• AUFGABENSTELLUNG:
Schreibe aus der Forumsdiskussion über die vermissten Bootsangler auf Fehmarn den Abschnitt von „ich geb zu das“ bis „den Angehörigen !“ wortgetreu ab.

• LESETEXT:
****************************************

# wieder 2 Bootsangler auf Fehmarn vermisst !



## HD4ever (25. September 2013)

*http://www.presseportal.de/polizeip...oh-fehmarn-ostsee-zwei-angler-werden-vermisst*

ich geb zu das sich mein Mitleid inzwischen gegen null tendiert ... wenn ich schon lese mit 3m Schlauchboot ohne Motor aufs Meer rausgerudert #q#q#q
Bei so einem Leichtsinn kann man sich besser gleich vorn Zug schmeißen, das geht schneller ....
Mein Beileid den Angehörigen !


----------



## j.Breithardt (25. September 2013)

*AW: wieder 2 Bootsangler auf Fehmarn vermisst !*

Fast alles wird heutzutage ausgerottet, nur leider Dummheit 
nicht. #q


----------



## Ossipeter (25. September 2013)

****************************************

Dateneinträge
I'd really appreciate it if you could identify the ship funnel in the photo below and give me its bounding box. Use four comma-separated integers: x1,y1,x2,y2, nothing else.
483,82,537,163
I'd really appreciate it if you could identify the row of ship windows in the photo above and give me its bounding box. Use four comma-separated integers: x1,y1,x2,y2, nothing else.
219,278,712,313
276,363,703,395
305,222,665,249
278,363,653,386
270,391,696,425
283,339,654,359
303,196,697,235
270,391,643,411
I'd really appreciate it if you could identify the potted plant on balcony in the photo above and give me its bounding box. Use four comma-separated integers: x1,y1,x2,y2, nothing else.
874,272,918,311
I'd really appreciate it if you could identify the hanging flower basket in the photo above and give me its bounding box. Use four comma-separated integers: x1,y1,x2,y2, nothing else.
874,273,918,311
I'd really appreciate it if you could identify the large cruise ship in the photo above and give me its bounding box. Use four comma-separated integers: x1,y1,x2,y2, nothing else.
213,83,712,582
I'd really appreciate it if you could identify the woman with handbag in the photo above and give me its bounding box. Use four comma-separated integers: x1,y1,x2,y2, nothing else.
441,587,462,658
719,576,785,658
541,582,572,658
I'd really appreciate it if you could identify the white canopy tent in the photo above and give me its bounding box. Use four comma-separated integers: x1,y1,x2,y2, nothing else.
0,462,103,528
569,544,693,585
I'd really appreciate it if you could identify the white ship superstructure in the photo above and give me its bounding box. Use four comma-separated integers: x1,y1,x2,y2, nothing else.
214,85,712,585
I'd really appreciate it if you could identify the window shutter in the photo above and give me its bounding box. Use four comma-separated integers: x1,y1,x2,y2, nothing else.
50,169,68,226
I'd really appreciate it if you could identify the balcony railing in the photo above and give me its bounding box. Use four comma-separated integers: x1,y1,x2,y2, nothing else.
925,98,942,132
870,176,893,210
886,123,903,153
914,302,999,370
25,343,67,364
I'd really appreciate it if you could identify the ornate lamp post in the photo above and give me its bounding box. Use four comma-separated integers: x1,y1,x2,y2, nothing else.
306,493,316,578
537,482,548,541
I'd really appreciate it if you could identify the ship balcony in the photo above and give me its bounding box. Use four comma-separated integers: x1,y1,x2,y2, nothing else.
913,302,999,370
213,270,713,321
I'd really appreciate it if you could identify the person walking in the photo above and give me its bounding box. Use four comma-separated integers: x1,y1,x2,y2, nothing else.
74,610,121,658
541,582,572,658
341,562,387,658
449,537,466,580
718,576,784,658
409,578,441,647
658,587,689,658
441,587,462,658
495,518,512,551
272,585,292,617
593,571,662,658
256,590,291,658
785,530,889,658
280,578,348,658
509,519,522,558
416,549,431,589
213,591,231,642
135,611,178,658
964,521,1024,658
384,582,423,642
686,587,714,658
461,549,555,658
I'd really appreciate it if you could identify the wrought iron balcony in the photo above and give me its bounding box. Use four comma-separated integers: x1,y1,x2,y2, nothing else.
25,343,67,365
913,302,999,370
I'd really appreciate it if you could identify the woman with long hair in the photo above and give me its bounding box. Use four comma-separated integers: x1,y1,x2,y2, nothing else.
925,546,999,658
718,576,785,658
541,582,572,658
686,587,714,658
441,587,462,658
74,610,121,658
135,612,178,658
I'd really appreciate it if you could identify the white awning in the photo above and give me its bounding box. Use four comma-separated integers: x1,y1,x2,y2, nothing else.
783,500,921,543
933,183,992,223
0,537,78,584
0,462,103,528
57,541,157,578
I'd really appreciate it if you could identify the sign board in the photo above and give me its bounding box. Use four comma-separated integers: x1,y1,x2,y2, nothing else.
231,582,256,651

****************************************

• LÖSUNG:
ich geb zu das sich mein Mitleid inzwischen gegen null tendiert ... wenn ich schon lese mit 3m Schlauchboot ohne Motor aufs Meer rausgerudert #q#q#q
Bei so einem Leichtsinn kann man sich besser gleich vorn Zug schmeißen, das geht schneller ....
Mein Beileid den Angehörigen !